## What is expected
Could you set down, character for character, the part of the data that opens with the line containing "Please trace the outline of every instance of the **meadow**." and closes with the line containing "M 271 159 L", including both of those lines?
── Rows
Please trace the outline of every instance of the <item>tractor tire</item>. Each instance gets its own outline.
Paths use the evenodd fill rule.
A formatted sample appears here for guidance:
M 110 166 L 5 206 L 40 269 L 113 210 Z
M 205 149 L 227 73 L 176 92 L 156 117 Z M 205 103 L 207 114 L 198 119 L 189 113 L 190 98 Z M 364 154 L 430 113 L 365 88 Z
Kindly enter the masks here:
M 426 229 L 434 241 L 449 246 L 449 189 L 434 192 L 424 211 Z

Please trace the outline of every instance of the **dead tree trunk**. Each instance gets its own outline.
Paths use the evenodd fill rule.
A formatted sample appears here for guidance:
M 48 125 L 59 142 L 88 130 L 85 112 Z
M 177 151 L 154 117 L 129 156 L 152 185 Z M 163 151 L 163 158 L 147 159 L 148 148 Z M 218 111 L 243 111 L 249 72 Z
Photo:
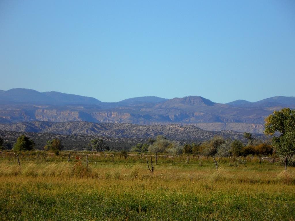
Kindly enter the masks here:
M 141 158 L 141 160 L 142 160 L 142 158 L 143 158 L 143 156 L 145 155 L 145 151 L 143 151 L 143 153 L 142 154 L 142 157 Z
M 285 161 L 285 173 L 286 174 L 287 174 L 287 164 L 288 164 L 288 156 L 286 156 L 286 157 L 285 158 L 285 160 L 284 161 Z
M 150 156 L 150 163 L 151 163 L 151 169 L 150 168 L 150 166 L 148 164 L 148 158 L 147 158 L 147 157 L 145 156 L 145 159 L 147 161 L 147 163 L 148 164 L 148 168 L 149 170 L 151 173 L 153 173 L 154 171 L 154 166 L 153 164 L 153 160 L 152 159 L 152 156 Z

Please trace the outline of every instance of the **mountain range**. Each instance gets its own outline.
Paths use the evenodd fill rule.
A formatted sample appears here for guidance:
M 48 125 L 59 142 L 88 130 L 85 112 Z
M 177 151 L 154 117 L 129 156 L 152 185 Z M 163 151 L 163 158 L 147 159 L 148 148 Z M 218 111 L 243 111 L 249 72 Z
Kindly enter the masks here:
M 142 125 L 191 125 L 206 130 L 262 133 L 264 118 L 276 110 L 295 108 L 295 97 L 255 102 L 216 103 L 198 96 L 168 99 L 135 98 L 117 102 L 58 92 L 24 88 L 0 90 L 0 124 L 37 121 L 86 121 Z

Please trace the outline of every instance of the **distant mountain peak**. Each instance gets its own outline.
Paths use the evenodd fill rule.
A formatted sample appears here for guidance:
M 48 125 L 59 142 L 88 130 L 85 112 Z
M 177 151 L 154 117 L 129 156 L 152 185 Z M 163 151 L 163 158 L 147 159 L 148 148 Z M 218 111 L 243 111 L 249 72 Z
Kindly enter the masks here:
M 139 103 L 160 103 L 168 100 L 168 99 L 162 98 L 155 96 L 146 96 L 138 97 L 136 98 L 125 99 L 118 103 L 124 103 L 129 104 L 135 104 Z
M 188 96 L 183 98 L 175 98 L 169 101 L 173 103 L 178 103 L 189 105 L 205 105 L 212 106 L 216 103 L 209 99 L 200 96 Z

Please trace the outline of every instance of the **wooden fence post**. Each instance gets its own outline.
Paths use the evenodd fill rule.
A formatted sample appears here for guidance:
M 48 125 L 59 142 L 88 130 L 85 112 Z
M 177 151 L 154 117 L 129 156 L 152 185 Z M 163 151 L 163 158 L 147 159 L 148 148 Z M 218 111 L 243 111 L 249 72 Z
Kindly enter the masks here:
M 19 165 L 19 173 L 20 173 L 20 163 L 19 162 L 19 159 L 18 158 L 18 154 L 17 154 L 17 161 L 18 161 Z

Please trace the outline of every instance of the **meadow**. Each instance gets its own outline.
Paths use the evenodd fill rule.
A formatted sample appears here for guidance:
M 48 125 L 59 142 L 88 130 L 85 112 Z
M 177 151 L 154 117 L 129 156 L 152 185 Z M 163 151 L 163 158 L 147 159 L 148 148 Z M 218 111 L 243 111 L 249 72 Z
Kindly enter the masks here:
M 271 159 L 68 154 L 1 153 L 0 220 L 295 219 L 295 168 Z

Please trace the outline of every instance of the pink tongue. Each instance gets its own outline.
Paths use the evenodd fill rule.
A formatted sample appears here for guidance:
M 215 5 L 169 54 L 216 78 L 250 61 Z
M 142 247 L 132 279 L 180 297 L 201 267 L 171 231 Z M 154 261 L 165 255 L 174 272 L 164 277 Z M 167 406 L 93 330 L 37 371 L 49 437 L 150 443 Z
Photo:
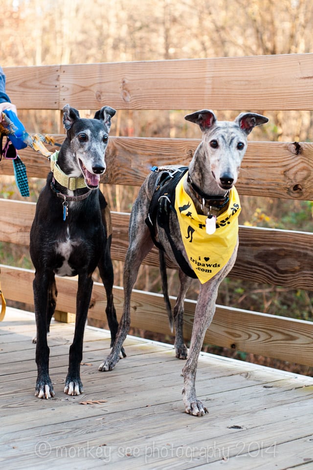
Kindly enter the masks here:
M 89 186 L 98 186 L 100 181 L 100 175 L 93 175 L 87 170 L 86 180 Z

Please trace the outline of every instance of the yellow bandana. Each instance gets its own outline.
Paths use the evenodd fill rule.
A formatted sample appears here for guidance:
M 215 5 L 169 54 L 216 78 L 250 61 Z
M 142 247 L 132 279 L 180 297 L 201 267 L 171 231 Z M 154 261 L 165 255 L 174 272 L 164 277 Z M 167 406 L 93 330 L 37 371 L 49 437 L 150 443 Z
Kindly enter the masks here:
M 238 215 L 241 211 L 239 197 L 233 187 L 229 192 L 228 209 L 216 220 L 216 230 L 208 235 L 206 215 L 197 213 L 190 196 L 184 189 L 188 172 L 176 187 L 175 210 L 188 259 L 201 284 L 213 278 L 229 261 L 237 243 Z

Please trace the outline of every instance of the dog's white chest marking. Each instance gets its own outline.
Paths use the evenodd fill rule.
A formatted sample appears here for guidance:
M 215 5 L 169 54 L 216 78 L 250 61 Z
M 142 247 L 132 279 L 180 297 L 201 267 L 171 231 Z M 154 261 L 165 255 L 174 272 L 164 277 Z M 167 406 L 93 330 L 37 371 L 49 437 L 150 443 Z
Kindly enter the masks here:
M 75 245 L 75 242 L 71 240 L 69 231 L 67 228 L 67 238 L 65 241 L 59 242 L 56 247 L 56 252 L 64 258 L 62 265 L 55 270 L 56 274 L 59 276 L 72 276 L 74 269 L 68 263 L 68 259 Z

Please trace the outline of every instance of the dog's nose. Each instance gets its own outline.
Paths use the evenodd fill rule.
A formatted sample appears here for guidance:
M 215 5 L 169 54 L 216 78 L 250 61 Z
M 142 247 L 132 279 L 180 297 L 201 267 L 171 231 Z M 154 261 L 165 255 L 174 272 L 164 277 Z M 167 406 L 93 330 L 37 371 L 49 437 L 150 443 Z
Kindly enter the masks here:
M 101 175 L 105 170 L 105 167 L 101 165 L 95 165 L 94 166 L 92 166 L 92 171 L 95 174 Z
M 229 175 L 223 175 L 220 178 L 220 181 L 224 188 L 231 188 L 234 182 L 234 178 Z

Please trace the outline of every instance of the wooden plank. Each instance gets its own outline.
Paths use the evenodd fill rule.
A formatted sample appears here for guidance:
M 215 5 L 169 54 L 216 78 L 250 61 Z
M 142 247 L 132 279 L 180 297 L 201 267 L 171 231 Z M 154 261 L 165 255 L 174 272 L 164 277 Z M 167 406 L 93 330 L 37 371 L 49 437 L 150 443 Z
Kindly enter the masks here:
M 14 322 L 8 320 L 10 328 Z M 28 321 L 21 312 L 18 333 Z M 107 343 L 105 332 L 103 339 L 91 341 L 87 354 L 93 354 L 97 343 Z M 43 460 L 46 468 L 56 457 L 67 466 L 70 457 L 72 466 L 86 469 L 103 468 L 104 461 L 108 469 L 130 470 L 204 469 L 208 463 L 217 469 L 226 461 L 238 469 L 263 468 L 266 462 L 267 468 L 274 464 L 283 470 L 312 463 L 312 378 L 204 354 L 197 387 L 210 414 L 198 420 L 182 412 L 181 361 L 169 362 L 173 351 L 165 345 L 141 345 L 136 341 L 132 355 L 107 374 L 94 364 L 82 367 L 87 391 L 79 397 L 62 392 L 67 355 L 60 357 L 57 368 L 56 358 L 51 361 L 57 396 L 49 401 L 33 396 L 34 360 L 27 373 L 22 361 L 16 363 L 22 380 L 15 367 L 6 371 L 11 380 L 1 380 L 1 390 L 5 469 L 41 470 Z M 142 354 L 145 346 L 151 354 Z M 153 348 L 157 362 L 149 362 Z M 106 402 L 95 402 L 99 400 Z M 87 400 L 95 402 L 80 404 Z M 25 420 L 25 409 L 37 419 Z
M 64 135 L 55 136 L 62 142 Z M 106 184 L 141 185 L 153 165 L 188 165 L 198 139 L 111 137 L 106 153 Z M 313 144 L 249 142 L 236 188 L 240 194 L 313 199 Z M 51 149 L 52 150 L 52 149 Z M 297 154 L 297 152 L 300 153 Z M 21 150 L 28 177 L 45 179 L 49 164 L 28 148 Z M 13 174 L 12 163 L 1 161 L 2 174 Z
M 313 54 L 5 68 L 23 109 L 313 109 Z M 60 99 L 59 99 L 59 93 Z
M 0 265 L 0 267 L 2 288 L 7 298 L 32 304 L 31 286 L 34 272 L 3 265 Z M 77 281 L 57 277 L 57 286 L 59 292 L 57 309 L 75 312 Z M 114 287 L 114 297 L 120 318 L 124 300 L 121 287 Z M 184 325 L 186 340 L 190 338 L 196 305 L 193 301 L 185 302 Z M 89 316 L 103 320 L 106 305 L 103 286 L 95 282 Z M 170 333 L 163 296 L 160 294 L 134 290 L 131 316 L 134 328 Z M 206 343 L 308 365 L 312 365 L 313 362 L 313 323 L 221 306 L 217 307 L 204 339 Z
M 20 109 L 59 109 L 59 65 L 3 68 L 6 92 Z
M 0 199 L 0 240 L 28 246 L 35 207 L 34 203 Z M 129 214 L 111 213 L 112 258 L 124 261 L 128 247 Z M 313 290 L 313 234 L 240 226 L 239 240 L 230 277 Z M 152 249 L 143 264 L 158 266 L 156 248 Z M 167 265 L 177 268 L 168 259 Z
────
## Written response
Please trace the outline of every instance of the **meadow**. Each instance gets its own outline.
Paths use the evenodd fill rule.
A formatted sample appears here for guidance:
M 48 125 L 59 142 L 88 130 L 85 112 Z
M 177 151 L 154 117 L 129 156 L 152 185 Z M 163 151 L 163 158 L 147 159 L 148 148 Z M 218 111 L 243 111 L 249 72 Z
Kindly enter the masks here:
M 271 159 L 68 154 L 1 153 L 0 220 L 295 219 L 295 168 Z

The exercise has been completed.